> [Exercise requirements] Return every line of the records below verbatim, with no pictures in the copy.

Dataset items:
________
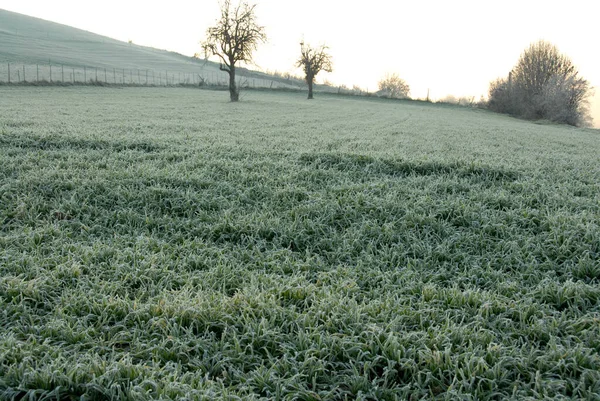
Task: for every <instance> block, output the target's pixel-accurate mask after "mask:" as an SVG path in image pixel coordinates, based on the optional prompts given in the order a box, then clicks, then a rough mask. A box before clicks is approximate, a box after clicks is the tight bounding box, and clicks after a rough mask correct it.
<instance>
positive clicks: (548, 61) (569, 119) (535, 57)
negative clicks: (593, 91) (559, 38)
mask: <svg viewBox="0 0 600 401" xmlns="http://www.w3.org/2000/svg"><path fill="white" fill-rule="evenodd" d="M591 94H592V88H591V87H590V85H589V82H588V81H586V80H585V79H583V78H582V77H581V76H579V72H578V71H577V68H576V67H575V65H574V64H573V62H572V61H571V59H569V58H568V57H567V56H565V55H563V54H561V53H560V52H559V51H558V48H557V47H556V46H554V45H553V44H551V43H548V42H546V41H543V40H542V41H539V42H536V43H533V44H532V45H531V46H529V48H527V49H526V50H525V51H524V52H523V53H522V54H521V56H520V57H519V61H518V62H517V65H516V66H515V67H514V68H513V69H512V71H511V72H510V73H509V76H508V78H501V79H498V80H496V81H494V82H492V83H491V84H490V92H489V95H490V96H489V102H488V107H489V108H490V109H491V110H494V111H498V112H502V113H509V114H513V115H516V116H519V117H524V118H528V119H534V120H537V119H548V120H551V121H555V122H559V123H564V124H570V125H576V126H581V125H586V124H588V123H589V120H590V116H589V110H588V98H589V97H590V95H591Z"/></svg>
________
> [Your solution]
Task: for every <instance> block, output the target's pixel-accurate mask after "mask:" as an SVG path in image pixel coordinates, based on the optional prompts given in the order a box, then clicks, then a rough mask. A box before clicks is approximate, a box after clicks is the tight bounding box, and clicks after a rough mask correct it.
<instance>
positive clicks: (548, 61) (569, 119) (535, 57)
negative clicks: (593, 91) (559, 38)
mask: <svg viewBox="0 0 600 401" xmlns="http://www.w3.org/2000/svg"><path fill="white" fill-rule="evenodd" d="M591 94H592V88H591V87H590V85H589V82H588V81H586V80H585V79H583V78H582V77H581V76H579V72H578V71H577V68H576V67H575V65H574V64H573V62H572V61H571V59H569V58H568V57H567V56H565V55H563V54H561V53H560V52H559V51H558V48H557V47H556V46H554V45H553V44H551V43H548V42H546V41H543V40H542V41H539V42H536V43H533V44H532V45H531V46H529V48H527V49H526V50H525V51H524V52H523V53H522V54H521V56H520V57H519V61H518V62H517V65H516V66H515V67H514V68H513V69H512V71H511V72H510V73H509V76H508V78H501V79H498V80H496V81H494V82H492V83H491V84H490V92H489V95H490V96H489V102H488V107H489V108H490V109H491V110H494V111H498V112H502V113H509V114H513V115H516V116H519V117H524V118H528V119H534V120H537V119H548V120H551V121H555V122H559V123H564V124H570V125H576V126H581V125H586V124H588V123H589V120H590V116H589V110H588V98H589V97H590V95H591Z"/></svg>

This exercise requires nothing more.